— Stored data entries —
········

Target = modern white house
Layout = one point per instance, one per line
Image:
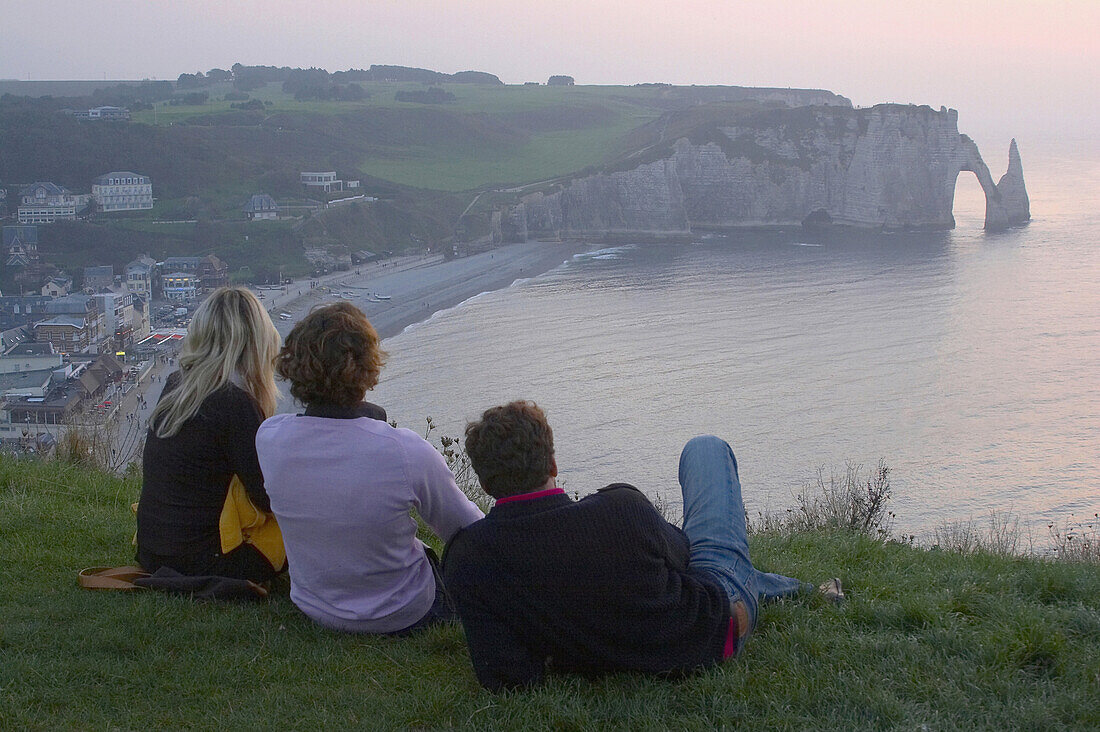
(45, 203)
(122, 190)
(179, 286)
(261, 207)
(138, 276)
(327, 182)
(101, 113)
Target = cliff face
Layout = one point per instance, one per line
(888, 167)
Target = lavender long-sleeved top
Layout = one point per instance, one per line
(342, 490)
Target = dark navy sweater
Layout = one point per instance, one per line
(589, 586)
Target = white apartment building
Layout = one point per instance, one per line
(138, 276)
(45, 203)
(122, 190)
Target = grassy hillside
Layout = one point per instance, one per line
(208, 150)
(928, 640)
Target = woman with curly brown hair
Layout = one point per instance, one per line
(342, 483)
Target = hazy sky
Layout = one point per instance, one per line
(1010, 66)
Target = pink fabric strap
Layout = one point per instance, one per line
(528, 496)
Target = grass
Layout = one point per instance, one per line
(928, 640)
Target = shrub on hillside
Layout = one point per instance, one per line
(851, 501)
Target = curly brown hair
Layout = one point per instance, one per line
(510, 448)
(333, 356)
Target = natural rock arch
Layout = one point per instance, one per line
(1007, 203)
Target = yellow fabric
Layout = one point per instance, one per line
(242, 522)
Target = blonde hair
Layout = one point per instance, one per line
(230, 334)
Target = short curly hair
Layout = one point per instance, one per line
(510, 448)
(332, 356)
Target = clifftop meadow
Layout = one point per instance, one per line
(440, 159)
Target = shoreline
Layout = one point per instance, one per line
(419, 288)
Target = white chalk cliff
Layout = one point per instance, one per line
(889, 167)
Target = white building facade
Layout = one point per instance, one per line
(45, 203)
(122, 190)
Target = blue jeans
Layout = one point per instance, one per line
(714, 522)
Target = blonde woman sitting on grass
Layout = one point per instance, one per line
(204, 510)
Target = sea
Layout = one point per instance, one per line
(968, 361)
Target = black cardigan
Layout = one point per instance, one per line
(591, 586)
(185, 478)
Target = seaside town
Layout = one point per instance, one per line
(88, 350)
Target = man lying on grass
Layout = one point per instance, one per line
(603, 583)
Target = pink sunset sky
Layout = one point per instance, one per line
(1012, 67)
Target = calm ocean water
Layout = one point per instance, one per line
(969, 361)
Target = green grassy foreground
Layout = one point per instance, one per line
(933, 638)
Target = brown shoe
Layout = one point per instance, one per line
(832, 590)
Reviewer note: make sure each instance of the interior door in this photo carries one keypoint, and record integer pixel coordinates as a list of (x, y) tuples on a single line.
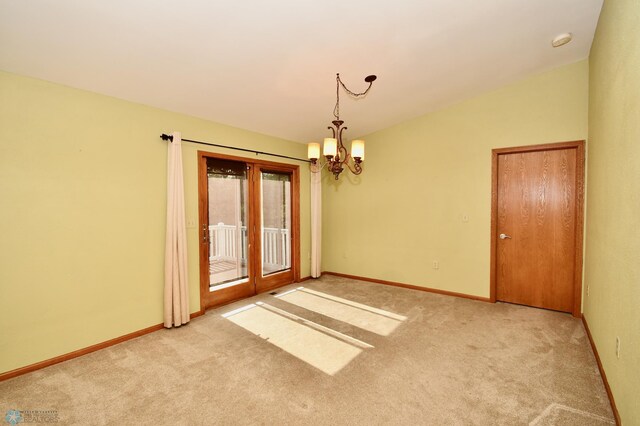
[(538, 207), (249, 227), (226, 238)]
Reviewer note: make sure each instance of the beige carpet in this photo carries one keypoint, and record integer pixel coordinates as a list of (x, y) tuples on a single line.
[(336, 351)]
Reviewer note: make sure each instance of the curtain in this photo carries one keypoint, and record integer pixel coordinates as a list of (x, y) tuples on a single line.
[(176, 289), (316, 220)]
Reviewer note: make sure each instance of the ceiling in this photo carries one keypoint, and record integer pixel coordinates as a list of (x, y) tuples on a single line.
[(269, 66)]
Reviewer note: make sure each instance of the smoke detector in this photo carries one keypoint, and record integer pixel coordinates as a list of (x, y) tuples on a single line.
[(562, 39)]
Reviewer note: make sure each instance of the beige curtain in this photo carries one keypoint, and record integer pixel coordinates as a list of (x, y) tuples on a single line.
[(316, 220), (176, 288)]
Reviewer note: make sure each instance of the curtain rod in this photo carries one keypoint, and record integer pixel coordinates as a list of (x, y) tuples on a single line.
[(166, 137)]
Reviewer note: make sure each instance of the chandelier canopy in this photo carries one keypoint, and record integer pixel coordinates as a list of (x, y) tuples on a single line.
[(336, 154)]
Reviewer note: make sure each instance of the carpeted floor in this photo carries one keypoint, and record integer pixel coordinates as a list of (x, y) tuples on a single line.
[(337, 351)]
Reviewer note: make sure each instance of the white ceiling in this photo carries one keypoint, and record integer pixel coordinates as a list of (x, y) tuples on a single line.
[(270, 66)]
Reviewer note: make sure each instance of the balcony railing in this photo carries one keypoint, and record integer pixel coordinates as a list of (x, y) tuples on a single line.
[(227, 244)]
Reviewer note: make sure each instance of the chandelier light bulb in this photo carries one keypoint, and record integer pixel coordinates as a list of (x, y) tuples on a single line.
[(313, 151), (330, 147), (357, 150)]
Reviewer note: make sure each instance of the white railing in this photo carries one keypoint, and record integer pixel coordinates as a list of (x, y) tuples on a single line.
[(224, 244), (276, 248)]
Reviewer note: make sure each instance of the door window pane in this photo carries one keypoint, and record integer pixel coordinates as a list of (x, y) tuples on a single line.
[(228, 220), (276, 222)]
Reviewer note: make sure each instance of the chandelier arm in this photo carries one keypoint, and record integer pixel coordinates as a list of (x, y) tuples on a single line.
[(356, 169)]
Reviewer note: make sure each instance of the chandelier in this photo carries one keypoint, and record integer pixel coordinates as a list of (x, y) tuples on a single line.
[(336, 154)]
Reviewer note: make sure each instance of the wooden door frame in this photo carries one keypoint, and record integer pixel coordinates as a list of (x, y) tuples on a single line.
[(579, 146), (203, 212)]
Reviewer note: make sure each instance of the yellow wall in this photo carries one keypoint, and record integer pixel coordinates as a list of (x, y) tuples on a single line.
[(422, 176), (82, 211), (612, 267)]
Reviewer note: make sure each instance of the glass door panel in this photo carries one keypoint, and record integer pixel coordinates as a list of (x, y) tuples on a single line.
[(228, 217), (275, 221)]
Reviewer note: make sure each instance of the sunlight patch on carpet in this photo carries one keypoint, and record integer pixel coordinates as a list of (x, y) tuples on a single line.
[(320, 348), (362, 316), (558, 414)]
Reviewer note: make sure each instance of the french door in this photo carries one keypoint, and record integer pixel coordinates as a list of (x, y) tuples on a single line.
[(249, 227)]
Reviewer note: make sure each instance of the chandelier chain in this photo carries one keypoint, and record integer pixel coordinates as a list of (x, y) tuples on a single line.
[(336, 109)]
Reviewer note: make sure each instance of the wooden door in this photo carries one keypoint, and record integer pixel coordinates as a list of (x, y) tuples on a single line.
[(537, 226), (249, 227)]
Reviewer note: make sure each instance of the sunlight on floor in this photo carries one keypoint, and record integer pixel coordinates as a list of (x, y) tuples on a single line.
[(324, 348), (314, 347), (362, 316)]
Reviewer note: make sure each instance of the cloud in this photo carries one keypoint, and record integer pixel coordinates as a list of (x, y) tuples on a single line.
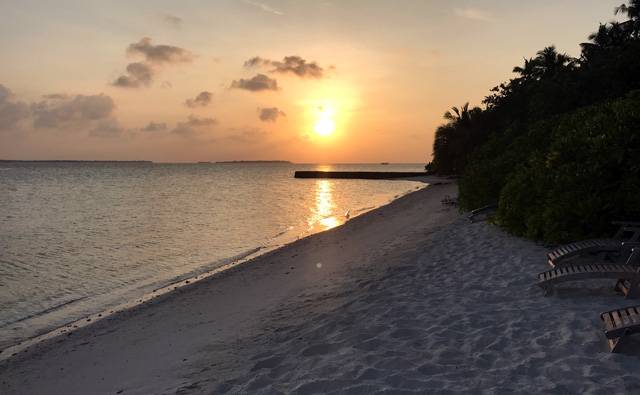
[(270, 114), (11, 112), (264, 7), (247, 135), (141, 74), (159, 54), (172, 20), (289, 64), (138, 74), (63, 110), (259, 82), (155, 127), (473, 14), (107, 128), (202, 100), (193, 125)]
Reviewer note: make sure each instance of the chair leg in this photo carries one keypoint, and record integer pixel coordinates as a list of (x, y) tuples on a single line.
[(620, 287), (633, 289), (616, 345)]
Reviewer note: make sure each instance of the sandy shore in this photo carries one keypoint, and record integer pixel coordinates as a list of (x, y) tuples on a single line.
[(409, 298)]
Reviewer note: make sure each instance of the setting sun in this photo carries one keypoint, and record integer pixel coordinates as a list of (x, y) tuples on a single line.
[(325, 124)]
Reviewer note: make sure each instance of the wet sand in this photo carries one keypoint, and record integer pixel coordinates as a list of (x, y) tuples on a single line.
[(408, 298)]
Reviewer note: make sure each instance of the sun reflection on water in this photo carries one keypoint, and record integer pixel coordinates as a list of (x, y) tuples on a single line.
[(322, 213)]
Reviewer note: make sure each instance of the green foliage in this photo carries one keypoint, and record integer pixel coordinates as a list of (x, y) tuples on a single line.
[(557, 146), (588, 175)]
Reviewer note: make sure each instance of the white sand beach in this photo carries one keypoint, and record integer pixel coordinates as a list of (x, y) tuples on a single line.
[(408, 298)]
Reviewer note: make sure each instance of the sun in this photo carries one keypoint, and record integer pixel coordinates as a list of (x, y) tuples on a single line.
[(325, 124)]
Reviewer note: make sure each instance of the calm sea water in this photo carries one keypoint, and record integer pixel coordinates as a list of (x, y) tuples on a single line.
[(77, 238)]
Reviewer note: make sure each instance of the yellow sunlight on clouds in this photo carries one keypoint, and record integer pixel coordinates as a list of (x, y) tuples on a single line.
[(325, 124)]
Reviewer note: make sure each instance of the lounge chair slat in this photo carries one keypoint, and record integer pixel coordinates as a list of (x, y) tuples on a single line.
[(616, 319), (608, 321)]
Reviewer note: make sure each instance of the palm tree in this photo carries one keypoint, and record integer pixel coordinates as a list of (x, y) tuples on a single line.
[(549, 61), (457, 114), (633, 12)]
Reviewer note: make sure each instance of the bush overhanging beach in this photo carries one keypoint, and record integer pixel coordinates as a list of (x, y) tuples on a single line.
[(557, 147)]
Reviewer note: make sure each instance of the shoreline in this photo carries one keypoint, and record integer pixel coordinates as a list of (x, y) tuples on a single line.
[(410, 298), (147, 345), (11, 350)]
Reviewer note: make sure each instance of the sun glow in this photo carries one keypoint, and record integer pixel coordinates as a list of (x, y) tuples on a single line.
[(325, 124)]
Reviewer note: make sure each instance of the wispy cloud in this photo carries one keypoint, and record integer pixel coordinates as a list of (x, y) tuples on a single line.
[(259, 82), (201, 100), (473, 14), (264, 7), (142, 74), (270, 114), (289, 64), (172, 20)]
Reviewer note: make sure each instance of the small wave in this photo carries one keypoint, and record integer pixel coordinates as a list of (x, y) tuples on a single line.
[(43, 312)]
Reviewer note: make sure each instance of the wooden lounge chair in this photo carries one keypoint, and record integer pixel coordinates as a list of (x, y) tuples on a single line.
[(481, 213), (628, 232), (619, 324), (627, 274)]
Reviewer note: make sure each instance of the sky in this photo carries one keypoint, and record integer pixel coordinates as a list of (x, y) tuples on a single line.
[(339, 81)]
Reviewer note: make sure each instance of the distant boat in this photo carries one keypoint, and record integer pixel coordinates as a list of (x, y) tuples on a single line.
[(254, 161)]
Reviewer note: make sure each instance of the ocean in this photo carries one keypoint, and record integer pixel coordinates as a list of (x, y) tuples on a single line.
[(77, 238)]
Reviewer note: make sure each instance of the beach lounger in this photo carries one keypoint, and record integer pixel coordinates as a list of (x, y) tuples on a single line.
[(627, 274), (482, 212), (628, 232), (449, 201), (619, 325)]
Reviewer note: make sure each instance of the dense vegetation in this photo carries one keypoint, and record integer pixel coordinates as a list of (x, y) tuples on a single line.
[(557, 147)]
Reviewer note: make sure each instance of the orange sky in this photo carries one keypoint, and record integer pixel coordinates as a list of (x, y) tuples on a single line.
[(225, 80)]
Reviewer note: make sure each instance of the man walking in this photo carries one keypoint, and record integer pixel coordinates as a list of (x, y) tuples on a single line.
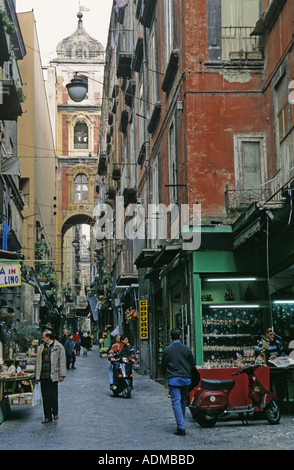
[(50, 368), (177, 362)]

········

— Work to complete —
The answer must consist of every line in the records above that contains the word "curly".

— Answer for this exercise —
Target = woman with curly brown hair
Target = curly brown hair
Target = short curly hair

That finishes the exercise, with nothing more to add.